* [Dataset content]:
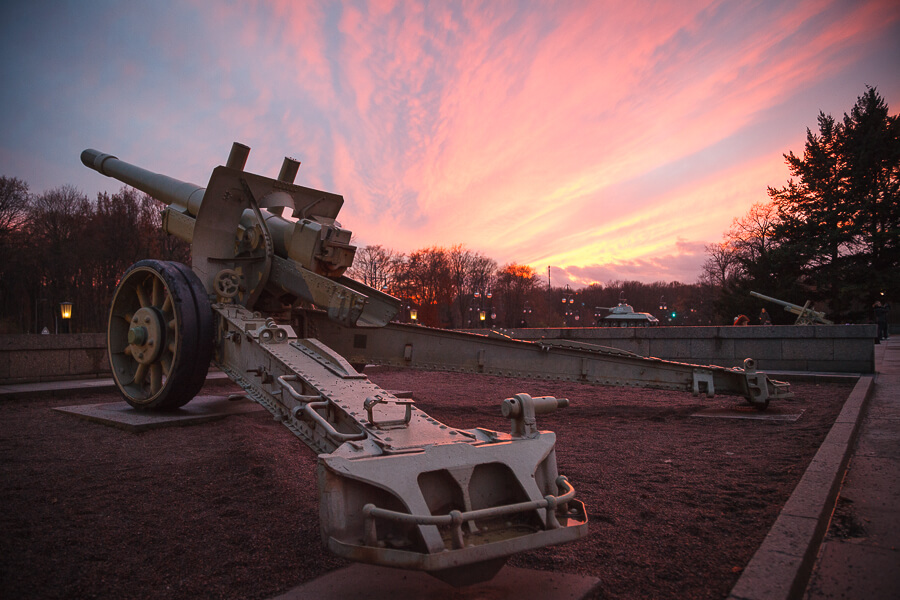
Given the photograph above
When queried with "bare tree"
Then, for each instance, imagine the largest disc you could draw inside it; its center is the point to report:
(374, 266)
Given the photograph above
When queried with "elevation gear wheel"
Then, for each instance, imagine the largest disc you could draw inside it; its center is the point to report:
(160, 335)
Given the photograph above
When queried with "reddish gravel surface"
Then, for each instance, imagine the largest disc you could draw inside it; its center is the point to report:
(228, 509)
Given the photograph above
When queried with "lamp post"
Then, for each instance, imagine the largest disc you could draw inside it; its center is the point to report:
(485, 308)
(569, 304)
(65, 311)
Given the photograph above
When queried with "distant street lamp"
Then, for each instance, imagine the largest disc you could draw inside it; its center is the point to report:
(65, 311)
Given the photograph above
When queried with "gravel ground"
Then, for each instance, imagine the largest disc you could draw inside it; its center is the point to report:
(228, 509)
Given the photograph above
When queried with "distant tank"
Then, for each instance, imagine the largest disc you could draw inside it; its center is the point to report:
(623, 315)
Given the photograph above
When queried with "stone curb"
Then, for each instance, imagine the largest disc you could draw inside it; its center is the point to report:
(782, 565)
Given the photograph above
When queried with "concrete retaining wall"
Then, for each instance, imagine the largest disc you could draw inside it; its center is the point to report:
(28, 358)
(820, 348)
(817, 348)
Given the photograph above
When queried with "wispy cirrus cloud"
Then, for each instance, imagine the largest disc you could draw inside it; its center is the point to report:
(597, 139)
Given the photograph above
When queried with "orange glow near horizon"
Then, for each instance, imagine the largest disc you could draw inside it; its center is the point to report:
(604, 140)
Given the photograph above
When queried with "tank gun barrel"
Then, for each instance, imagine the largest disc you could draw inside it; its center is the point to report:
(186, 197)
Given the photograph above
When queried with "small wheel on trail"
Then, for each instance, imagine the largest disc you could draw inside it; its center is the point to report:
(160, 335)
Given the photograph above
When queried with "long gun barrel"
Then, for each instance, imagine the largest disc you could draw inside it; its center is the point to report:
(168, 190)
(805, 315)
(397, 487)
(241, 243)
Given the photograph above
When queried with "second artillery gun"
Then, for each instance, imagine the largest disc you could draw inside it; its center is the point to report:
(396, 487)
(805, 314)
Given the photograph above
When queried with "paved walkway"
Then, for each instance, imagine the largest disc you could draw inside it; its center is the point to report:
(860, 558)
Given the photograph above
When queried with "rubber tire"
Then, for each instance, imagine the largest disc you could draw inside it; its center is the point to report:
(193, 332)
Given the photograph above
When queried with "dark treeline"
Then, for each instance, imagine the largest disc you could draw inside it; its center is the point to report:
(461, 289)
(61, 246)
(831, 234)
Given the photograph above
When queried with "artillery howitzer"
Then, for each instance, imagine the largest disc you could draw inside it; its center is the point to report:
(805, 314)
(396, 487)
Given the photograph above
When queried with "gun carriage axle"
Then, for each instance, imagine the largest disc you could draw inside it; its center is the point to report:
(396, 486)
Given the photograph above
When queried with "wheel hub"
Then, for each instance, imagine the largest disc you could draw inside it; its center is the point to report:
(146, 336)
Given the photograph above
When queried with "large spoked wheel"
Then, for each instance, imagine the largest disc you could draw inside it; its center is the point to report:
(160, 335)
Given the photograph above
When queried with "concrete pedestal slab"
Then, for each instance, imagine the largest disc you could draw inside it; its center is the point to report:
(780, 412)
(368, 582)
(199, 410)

* [What the exercise asks]:
Please gather every line of the material above that contains the word "concrete". Case counts.

* [In response]:
When queried with "concrete retaining wall"
When queried with "concrete pedestal slab"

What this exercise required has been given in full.